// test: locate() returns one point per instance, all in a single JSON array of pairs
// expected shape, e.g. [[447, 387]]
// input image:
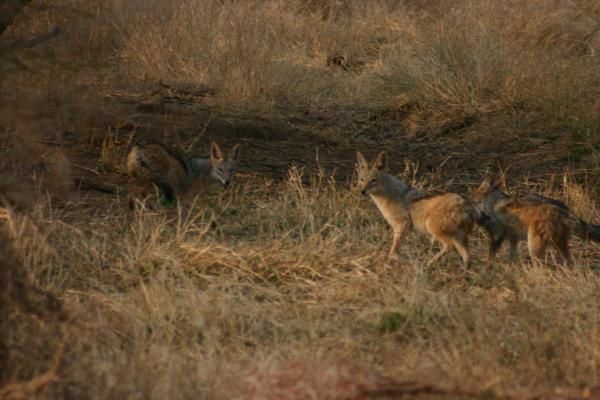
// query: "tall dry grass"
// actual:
[[275, 273]]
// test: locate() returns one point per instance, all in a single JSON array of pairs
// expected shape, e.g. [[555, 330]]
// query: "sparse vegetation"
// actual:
[[264, 288]]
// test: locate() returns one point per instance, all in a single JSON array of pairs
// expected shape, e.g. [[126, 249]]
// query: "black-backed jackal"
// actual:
[[448, 217], [543, 222], [177, 177]]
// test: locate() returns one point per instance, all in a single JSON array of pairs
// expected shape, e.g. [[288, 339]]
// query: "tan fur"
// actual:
[[543, 223], [154, 164], [447, 218]]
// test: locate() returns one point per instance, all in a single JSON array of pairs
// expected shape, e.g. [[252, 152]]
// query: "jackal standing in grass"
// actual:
[[177, 177], [448, 217], [542, 221]]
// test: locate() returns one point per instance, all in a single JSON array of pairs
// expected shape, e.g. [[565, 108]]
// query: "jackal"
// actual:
[[448, 217], [154, 164], [542, 221]]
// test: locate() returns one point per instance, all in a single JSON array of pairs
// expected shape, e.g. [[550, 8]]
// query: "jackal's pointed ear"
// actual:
[[234, 153], [362, 161], [216, 154], [381, 161]]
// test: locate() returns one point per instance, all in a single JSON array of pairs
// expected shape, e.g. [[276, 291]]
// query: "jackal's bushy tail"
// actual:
[[584, 230], [493, 228]]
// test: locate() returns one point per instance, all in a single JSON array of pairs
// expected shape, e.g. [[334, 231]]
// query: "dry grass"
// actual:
[[162, 305], [263, 289]]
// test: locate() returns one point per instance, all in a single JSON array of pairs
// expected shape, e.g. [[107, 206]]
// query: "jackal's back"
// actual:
[[546, 220], [145, 161], [447, 213]]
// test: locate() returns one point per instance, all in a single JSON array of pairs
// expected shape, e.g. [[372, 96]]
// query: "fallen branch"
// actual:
[[29, 43], [8, 11]]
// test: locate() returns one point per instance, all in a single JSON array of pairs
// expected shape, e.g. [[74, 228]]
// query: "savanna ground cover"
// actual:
[[278, 287]]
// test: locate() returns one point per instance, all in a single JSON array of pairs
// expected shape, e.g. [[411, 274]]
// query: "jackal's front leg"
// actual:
[[399, 231]]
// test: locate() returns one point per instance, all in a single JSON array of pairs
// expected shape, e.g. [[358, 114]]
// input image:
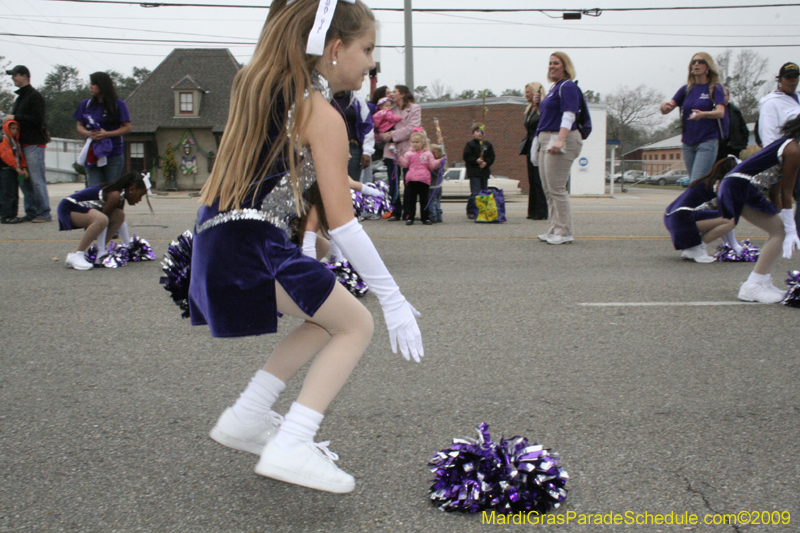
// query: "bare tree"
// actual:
[[438, 92], [632, 114], [746, 80]]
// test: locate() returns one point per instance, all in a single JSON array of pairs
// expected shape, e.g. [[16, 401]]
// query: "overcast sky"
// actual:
[[601, 70]]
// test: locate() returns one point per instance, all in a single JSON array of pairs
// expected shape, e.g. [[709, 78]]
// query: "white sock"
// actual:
[[336, 253], [123, 234], [257, 399], [310, 244], [759, 278], [299, 427], [102, 251]]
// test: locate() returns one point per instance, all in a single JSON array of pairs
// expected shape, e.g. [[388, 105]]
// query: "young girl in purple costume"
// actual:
[[245, 270], [775, 169], [98, 209], [685, 224]]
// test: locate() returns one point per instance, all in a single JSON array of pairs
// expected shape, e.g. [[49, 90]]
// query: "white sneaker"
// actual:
[[77, 260], [560, 239], [309, 465], [698, 253], [765, 293], [245, 437]]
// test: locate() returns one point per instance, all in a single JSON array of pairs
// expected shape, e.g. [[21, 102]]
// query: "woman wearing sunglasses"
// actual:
[[702, 103]]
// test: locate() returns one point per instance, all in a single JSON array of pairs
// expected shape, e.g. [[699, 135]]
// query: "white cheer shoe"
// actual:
[[252, 438], [308, 465]]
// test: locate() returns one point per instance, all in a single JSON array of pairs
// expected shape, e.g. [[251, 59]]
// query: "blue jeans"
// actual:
[[435, 207], [108, 173], [700, 158], [34, 189]]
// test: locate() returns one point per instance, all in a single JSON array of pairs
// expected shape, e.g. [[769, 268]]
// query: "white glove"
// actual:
[[369, 189], [535, 151], [790, 241], [310, 244], [399, 315]]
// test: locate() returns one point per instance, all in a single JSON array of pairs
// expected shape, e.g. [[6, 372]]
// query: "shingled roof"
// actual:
[[152, 104]]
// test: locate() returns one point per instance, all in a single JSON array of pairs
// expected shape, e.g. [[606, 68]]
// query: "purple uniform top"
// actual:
[[88, 116], [554, 105], [699, 131]]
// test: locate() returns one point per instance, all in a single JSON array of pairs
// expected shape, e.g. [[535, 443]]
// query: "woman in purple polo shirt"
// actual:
[[104, 119], [702, 103], [557, 144]]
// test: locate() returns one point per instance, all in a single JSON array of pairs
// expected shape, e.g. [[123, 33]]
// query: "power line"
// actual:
[[252, 42], [447, 10]]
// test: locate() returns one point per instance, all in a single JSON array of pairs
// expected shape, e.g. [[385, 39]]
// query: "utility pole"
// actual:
[[409, 47]]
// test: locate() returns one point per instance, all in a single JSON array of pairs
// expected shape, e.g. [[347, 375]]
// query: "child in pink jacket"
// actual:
[[419, 161], [384, 119]]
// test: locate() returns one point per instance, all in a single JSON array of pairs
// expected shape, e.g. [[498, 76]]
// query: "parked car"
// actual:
[[456, 185], [631, 176], [667, 178]]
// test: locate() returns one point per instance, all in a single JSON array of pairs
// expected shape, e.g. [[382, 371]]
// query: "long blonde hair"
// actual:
[[280, 70], [713, 74], [569, 69], [535, 87]]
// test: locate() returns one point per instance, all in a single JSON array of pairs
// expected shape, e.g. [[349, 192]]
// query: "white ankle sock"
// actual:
[[759, 278], [299, 427], [257, 399]]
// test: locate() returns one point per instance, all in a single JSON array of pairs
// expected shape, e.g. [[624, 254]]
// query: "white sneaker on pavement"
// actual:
[[230, 432], [560, 239], [765, 293], [77, 260], [308, 465]]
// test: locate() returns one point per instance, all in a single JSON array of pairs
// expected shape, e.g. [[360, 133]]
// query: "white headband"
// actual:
[[322, 22]]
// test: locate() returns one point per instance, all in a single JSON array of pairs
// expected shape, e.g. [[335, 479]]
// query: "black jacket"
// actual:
[[472, 151], [29, 110], [738, 134]]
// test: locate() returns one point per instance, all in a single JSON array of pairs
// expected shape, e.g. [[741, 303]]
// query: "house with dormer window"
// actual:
[[183, 104]]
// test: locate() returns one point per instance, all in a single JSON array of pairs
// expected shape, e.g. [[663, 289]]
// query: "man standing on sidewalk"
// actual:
[[28, 111]]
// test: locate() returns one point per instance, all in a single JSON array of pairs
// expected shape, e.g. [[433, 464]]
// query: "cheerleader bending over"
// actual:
[[99, 209]]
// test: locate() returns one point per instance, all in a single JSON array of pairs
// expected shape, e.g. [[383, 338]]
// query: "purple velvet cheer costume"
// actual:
[[743, 185], [682, 223], [239, 255], [83, 202]]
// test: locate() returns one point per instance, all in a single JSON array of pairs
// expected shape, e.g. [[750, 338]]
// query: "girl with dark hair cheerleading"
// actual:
[[774, 169], [100, 210], [283, 135], [103, 119]]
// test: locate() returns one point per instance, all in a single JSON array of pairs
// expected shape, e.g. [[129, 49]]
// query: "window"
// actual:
[[186, 103]]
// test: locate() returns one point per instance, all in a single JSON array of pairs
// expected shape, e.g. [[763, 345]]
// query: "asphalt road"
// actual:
[[681, 401]]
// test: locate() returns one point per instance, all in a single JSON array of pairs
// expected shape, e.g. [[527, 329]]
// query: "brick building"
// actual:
[[504, 129]]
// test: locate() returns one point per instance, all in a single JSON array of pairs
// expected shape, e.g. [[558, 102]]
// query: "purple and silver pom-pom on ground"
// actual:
[[792, 298], [507, 477], [177, 267], [750, 253], [347, 276], [117, 256], [140, 250], [371, 206]]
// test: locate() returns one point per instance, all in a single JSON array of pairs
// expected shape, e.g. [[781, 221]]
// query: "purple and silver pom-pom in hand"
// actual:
[[726, 254], [177, 267], [511, 476], [792, 298], [347, 276]]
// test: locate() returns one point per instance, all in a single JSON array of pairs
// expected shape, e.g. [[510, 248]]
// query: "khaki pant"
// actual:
[[554, 170]]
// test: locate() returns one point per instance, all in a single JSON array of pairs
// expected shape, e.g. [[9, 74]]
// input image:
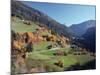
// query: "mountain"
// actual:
[[27, 13], [88, 39], [80, 29]]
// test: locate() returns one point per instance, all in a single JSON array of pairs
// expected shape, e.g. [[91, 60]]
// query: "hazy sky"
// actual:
[[65, 13]]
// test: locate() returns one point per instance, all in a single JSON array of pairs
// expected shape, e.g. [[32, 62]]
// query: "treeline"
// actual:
[[27, 13]]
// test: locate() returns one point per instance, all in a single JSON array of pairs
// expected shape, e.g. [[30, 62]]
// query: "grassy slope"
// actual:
[[42, 53]]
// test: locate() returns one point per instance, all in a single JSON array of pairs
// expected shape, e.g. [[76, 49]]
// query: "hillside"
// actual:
[[40, 44], [27, 13], [80, 29]]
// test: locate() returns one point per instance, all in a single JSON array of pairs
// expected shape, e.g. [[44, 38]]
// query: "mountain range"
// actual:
[[80, 29]]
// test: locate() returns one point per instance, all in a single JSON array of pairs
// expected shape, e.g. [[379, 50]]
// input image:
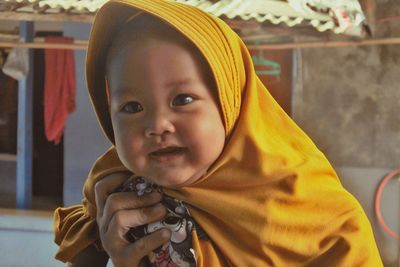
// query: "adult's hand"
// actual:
[[118, 212]]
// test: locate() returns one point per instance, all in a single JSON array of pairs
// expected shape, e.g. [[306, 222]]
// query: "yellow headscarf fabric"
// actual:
[[271, 199]]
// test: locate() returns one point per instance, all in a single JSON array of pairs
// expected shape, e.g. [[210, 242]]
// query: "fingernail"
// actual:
[[165, 234], [156, 195]]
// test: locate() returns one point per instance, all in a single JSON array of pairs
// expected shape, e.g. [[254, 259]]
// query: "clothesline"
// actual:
[[82, 44]]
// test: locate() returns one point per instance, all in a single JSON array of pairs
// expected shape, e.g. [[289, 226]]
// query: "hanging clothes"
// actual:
[[59, 88]]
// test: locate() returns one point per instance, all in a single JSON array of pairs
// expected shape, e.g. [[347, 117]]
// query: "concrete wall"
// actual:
[[347, 100], [84, 141]]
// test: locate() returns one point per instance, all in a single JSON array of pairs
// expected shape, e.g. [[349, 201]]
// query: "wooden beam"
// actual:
[[77, 45], [82, 45], [369, 8], [329, 44], [58, 17]]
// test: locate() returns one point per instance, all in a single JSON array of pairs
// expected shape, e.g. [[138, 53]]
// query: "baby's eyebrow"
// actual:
[[179, 83], [122, 92]]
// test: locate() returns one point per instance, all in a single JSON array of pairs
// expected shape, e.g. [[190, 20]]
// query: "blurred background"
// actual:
[[332, 65]]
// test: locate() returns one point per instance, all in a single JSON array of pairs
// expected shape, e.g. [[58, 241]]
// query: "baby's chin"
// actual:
[[173, 182]]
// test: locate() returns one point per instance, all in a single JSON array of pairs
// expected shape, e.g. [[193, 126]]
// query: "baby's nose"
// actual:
[[159, 124]]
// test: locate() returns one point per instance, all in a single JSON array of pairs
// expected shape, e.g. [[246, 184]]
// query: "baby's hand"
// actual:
[[118, 212]]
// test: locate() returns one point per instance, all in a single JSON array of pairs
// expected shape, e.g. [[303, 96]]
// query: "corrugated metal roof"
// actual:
[[340, 16]]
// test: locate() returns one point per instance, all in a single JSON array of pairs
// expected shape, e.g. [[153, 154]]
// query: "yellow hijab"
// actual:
[[272, 198]]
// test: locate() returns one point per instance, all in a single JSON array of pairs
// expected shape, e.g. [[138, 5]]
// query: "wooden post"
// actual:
[[25, 134]]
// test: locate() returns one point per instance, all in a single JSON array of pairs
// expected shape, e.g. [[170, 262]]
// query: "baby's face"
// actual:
[[166, 120]]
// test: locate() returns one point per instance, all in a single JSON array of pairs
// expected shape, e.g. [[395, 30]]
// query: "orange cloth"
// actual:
[[271, 199], [59, 88]]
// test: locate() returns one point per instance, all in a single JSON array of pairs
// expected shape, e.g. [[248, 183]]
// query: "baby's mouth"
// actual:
[[168, 151]]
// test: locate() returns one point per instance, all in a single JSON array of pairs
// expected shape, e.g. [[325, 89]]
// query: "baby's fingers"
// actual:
[[138, 209], [123, 220], [147, 244]]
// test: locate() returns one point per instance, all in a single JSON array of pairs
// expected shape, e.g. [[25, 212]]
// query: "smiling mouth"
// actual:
[[168, 151]]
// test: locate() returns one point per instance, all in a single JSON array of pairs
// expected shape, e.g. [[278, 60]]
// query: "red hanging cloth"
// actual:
[[59, 88]]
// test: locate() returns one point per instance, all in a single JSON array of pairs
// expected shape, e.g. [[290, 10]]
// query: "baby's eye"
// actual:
[[181, 100], [132, 107]]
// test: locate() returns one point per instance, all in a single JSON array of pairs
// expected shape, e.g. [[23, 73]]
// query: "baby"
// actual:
[[205, 169]]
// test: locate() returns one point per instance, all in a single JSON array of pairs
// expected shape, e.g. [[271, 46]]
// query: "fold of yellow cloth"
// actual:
[[271, 199]]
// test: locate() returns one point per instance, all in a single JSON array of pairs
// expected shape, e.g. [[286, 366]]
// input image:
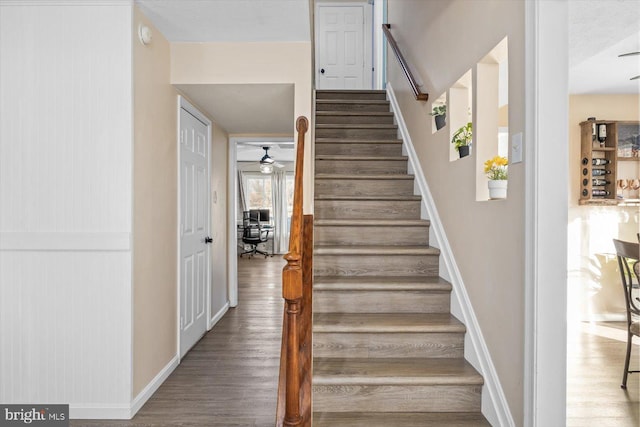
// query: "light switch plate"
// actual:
[[516, 148]]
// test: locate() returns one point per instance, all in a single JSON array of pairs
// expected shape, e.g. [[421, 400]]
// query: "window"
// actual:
[[290, 190], [258, 191]]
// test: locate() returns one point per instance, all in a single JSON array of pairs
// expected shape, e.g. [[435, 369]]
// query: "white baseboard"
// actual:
[[216, 317], [153, 386], [605, 317], [494, 403], [99, 412]]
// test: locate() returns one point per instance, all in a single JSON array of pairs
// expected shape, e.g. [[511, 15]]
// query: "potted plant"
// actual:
[[496, 170], [439, 113], [461, 139]]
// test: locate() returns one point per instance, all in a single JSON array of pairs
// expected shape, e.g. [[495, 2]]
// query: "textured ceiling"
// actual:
[[229, 20], [262, 109], [599, 31]]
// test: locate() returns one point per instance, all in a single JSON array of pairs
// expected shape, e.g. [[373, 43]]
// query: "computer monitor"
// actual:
[[261, 215]]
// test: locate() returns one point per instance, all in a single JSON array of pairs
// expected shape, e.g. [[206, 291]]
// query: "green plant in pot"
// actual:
[[462, 138], [439, 113]]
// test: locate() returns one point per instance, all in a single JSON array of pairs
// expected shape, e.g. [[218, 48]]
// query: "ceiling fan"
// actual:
[[630, 54], [267, 163]]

#####

▶ Aim: Output the data from its first line through the line containing "[[448, 217], [154, 164], [542, 221]]" as a Markdown table with the columns Row and Line, giving each line its own numbered row. Leave out blank lines and omit the pictures.

▶ Problem solution:
| Row | Line |
|---|---|
| 1 | // test: locate() returns one point per instance, all in a single JSON array of pairs |
| 2 | // expected shape, e.g. [[447, 387]] |
| 3 | // input image: |
| 4 | // query: "tall dry grass" |
| 5 | // actual: |
| 6 | [[275, 273]] |
| 7 | // test: locate() returns one point per instance, all in a single JSON array of pairs |
| 8 | // expected shape, e.g. [[555, 330]] |
| 9 | // query: "sparse vegetation" |
| 10 | // actual: |
| 11 | [[264, 288]] |
| 12 | // test: locate() returns one point per instance, all in a single JSON array of pairs |
| 13 | // expected shape, e.g. [[126, 249]] |
| 14 | // query: "black-backed jackal" |
| 15 | // actual: |
| 16 | [[448, 217], [543, 222], [177, 177]] |
| 17 | // test: locate() returns one point per instance, all in a single JSON array of pairs |
| 18 | // expected shape, e.g. [[288, 339]] |
| 19 | // query: "tan fur" |
| 20 | // actual: |
| 21 | [[543, 223], [154, 164], [447, 218]] |
| 22 | // test: locate() returns one point per instance, all in a single JSON array of pairs |
| 23 | // expected shape, e.g. [[252, 152]] |
| 24 | // query: "jackal standing in grass" |
| 25 | // actual: |
| 26 | [[177, 177], [448, 217], [542, 221]] |
| 27 | // test: locate() returns one point per instance, all in a single JSON array of pairs |
| 28 | // expected shape, e.g. [[565, 108]] |
| 29 | // query: "jackal" |
| 30 | // actual: |
| 31 | [[448, 217], [154, 164], [542, 221]] |